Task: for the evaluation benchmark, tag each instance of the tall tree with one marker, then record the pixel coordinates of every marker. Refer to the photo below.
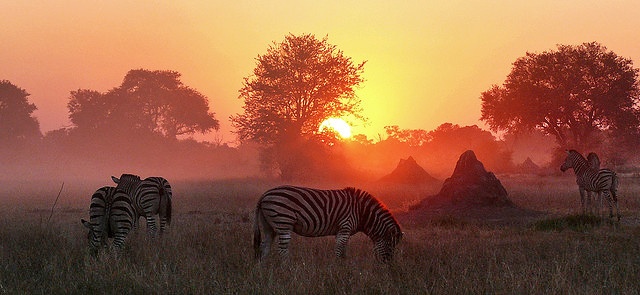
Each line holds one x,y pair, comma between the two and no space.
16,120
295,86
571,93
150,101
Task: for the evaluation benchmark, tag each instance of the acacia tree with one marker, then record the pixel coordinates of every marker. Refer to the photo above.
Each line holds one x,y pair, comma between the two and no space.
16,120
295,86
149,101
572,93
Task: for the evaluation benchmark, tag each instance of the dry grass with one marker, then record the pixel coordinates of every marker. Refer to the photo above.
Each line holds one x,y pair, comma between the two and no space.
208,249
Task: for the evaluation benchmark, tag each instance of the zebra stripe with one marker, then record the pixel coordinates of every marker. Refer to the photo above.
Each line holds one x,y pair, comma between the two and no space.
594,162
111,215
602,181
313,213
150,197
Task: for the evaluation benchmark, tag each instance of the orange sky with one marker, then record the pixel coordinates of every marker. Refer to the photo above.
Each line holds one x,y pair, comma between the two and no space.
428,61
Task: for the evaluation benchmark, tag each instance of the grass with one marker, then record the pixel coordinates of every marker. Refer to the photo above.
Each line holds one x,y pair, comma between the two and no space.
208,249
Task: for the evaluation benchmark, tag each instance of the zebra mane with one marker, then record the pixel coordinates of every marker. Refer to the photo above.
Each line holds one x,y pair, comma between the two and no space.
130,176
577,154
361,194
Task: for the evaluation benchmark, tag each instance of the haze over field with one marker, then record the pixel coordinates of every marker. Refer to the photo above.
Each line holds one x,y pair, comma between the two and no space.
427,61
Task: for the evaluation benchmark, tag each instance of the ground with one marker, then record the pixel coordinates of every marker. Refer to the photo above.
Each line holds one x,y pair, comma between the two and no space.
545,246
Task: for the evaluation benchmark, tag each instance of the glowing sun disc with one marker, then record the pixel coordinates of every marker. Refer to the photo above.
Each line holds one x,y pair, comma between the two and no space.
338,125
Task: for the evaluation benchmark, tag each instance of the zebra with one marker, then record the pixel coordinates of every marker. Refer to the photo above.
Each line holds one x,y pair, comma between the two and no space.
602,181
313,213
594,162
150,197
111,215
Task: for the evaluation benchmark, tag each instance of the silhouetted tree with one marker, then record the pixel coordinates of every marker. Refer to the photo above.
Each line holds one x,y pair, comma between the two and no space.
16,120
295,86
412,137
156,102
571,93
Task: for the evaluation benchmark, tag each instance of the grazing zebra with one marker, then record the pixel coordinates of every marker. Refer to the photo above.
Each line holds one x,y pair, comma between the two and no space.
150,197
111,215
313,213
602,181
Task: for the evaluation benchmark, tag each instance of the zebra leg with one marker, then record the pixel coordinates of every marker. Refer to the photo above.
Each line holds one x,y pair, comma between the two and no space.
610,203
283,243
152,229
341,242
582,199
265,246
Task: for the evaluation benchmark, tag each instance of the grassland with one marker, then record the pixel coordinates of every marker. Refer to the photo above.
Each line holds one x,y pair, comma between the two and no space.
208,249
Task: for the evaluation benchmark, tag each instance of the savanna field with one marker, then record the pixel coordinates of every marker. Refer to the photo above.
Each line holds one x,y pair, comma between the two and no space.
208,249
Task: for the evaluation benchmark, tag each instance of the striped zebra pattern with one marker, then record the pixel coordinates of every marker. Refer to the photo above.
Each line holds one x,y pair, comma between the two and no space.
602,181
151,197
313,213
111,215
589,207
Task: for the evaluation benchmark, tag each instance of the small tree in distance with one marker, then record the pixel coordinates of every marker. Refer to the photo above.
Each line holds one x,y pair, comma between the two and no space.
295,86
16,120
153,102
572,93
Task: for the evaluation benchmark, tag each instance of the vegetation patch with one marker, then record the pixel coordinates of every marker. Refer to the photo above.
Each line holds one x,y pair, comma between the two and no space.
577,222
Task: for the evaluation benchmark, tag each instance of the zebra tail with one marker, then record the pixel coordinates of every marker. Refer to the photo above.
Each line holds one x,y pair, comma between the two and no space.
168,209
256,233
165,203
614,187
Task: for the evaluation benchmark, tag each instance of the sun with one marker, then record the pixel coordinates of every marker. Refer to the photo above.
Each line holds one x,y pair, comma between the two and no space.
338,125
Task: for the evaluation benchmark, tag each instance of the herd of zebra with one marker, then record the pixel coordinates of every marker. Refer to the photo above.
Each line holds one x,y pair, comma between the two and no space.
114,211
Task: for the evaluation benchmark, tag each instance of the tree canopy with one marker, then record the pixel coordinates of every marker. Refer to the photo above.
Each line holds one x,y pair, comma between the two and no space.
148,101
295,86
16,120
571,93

DIRECTIVE
Locate the line that contains "the zebra tail", then please quote it and every line after it to the end of the entries above, exactly and with nothing else.

EXERCISE RESPONSE
Task: for the evaluation benchmark, tag each instance of the zebra tail with one marker, then record the pixel coordinates of every marker. Refer to the photo above.
Each line holds one x,y pair, comma between the two and no space.
168,209
256,233
165,203
614,187
Task: for the evaluation benchmark, tag each instance of the sun with one marker, then record the pixel coordinates of every marker. Refer to the photo above.
Each line holds one x,y pair, comma between the two and no space.
338,125
Task: for the evaluation benchmark, tag each instance of the herd of zebra with one marker, then record the pixel coordinates of every marker. Refer to the photo above.
Each line holds one x,y pair, comma between the two and no space.
114,211
Task: for the evaluation benchmark, tag each instance of the tree canopy with one marker, then record the pixel coordinates of every marker. Refer to the photo above.
Each line holds one x,y pair, comma between the two and no space.
148,101
295,86
16,120
571,93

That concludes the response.